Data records
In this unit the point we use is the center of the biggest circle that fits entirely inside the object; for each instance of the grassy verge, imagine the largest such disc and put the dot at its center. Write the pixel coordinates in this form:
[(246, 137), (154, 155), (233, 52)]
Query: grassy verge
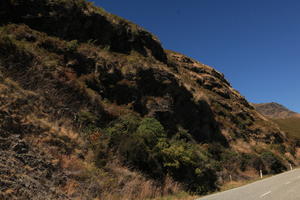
[(178, 196)]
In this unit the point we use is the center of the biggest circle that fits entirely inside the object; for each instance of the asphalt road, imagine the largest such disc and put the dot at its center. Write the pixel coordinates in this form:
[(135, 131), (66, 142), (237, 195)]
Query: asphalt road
[(285, 186)]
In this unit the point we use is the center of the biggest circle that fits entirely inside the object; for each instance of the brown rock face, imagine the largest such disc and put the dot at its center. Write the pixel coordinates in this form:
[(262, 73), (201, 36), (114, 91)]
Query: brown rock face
[(85, 96)]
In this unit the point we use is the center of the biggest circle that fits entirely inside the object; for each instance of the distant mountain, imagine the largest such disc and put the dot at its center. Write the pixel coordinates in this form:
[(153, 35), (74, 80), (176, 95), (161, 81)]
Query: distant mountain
[(274, 110), (287, 120), (93, 107)]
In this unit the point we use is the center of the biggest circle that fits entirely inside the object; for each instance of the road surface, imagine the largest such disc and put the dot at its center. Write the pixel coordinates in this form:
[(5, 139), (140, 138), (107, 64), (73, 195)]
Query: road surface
[(285, 186)]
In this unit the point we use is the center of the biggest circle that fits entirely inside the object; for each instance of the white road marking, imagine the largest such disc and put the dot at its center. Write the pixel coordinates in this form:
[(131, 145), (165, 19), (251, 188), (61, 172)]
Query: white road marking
[(261, 196)]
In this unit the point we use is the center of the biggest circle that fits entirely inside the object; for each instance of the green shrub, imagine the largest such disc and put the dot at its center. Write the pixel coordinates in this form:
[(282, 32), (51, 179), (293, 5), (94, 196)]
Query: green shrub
[(72, 46), (143, 144), (272, 162)]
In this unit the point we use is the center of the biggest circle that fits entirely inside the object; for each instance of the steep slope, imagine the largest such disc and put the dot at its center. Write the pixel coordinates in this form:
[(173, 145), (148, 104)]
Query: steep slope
[(274, 110), (93, 107)]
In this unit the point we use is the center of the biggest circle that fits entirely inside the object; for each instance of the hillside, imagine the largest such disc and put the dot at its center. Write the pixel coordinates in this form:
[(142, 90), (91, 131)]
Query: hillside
[(93, 107), (274, 110)]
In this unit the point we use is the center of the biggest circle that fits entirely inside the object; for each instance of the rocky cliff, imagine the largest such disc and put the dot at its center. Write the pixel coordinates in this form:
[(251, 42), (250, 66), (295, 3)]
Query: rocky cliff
[(92, 106), (274, 110)]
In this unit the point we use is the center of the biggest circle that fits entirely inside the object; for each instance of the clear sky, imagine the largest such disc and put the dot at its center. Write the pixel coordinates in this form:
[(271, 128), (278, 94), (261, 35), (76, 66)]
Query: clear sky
[(255, 43)]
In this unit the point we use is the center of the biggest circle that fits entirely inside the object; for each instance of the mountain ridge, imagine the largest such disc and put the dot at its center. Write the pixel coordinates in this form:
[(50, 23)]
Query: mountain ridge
[(79, 104), (275, 110)]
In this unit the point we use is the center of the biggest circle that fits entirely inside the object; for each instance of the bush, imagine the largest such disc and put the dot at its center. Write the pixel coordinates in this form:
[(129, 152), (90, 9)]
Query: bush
[(143, 144), (272, 162)]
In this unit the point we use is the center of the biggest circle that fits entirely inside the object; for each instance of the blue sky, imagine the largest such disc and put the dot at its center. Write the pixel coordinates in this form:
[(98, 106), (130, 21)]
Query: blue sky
[(255, 43)]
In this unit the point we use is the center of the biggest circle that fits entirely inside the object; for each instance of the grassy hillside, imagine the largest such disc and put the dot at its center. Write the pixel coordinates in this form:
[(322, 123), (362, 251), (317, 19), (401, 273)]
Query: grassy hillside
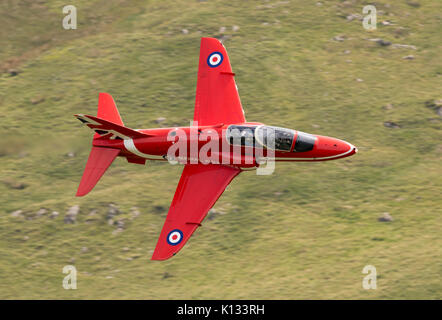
[(304, 232)]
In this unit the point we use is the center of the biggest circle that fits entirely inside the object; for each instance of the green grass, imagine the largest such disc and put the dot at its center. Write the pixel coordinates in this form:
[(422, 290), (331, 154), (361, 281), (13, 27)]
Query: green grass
[(306, 231)]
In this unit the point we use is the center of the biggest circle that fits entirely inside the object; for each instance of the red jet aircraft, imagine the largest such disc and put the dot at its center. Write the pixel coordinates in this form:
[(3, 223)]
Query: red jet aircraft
[(218, 115)]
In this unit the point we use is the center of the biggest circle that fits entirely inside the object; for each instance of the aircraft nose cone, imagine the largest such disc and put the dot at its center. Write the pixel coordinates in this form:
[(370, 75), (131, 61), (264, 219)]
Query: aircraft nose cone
[(331, 147)]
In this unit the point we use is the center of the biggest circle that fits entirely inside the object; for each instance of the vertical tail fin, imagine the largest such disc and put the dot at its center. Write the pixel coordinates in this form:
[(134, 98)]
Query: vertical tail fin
[(100, 158), (107, 109)]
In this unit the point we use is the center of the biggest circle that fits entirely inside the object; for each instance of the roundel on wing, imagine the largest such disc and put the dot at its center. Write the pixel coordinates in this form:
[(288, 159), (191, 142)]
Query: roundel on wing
[(174, 237), (215, 59)]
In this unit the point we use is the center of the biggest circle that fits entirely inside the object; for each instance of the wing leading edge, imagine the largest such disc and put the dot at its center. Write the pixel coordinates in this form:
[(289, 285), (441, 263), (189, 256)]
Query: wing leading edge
[(198, 189), (217, 99)]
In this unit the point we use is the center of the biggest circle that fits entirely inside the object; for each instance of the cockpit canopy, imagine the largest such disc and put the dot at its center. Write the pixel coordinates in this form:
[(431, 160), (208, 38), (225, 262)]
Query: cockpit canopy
[(274, 138)]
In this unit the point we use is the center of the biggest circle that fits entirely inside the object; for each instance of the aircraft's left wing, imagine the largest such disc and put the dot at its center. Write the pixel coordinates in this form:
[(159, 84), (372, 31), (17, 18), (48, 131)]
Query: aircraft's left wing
[(199, 188)]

What you have to do
Change "grassy verge" to "roadside grass" in the entries from the start through the line that contains "[(178, 196)]", both ends included, and write those lines out again with nothing else altered. Leave the pictures out.

Response to the task
In this unit the point we use is the center of the biggest circle that fits entirely inside the object; for each instance of the roadside grass, imagine the largest such disc and put the dot at its center. Write the pixel coordinates in this form:
[(246, 137), (154, 155), (233, 52)]
Query: roadside grass
[(178, 196)]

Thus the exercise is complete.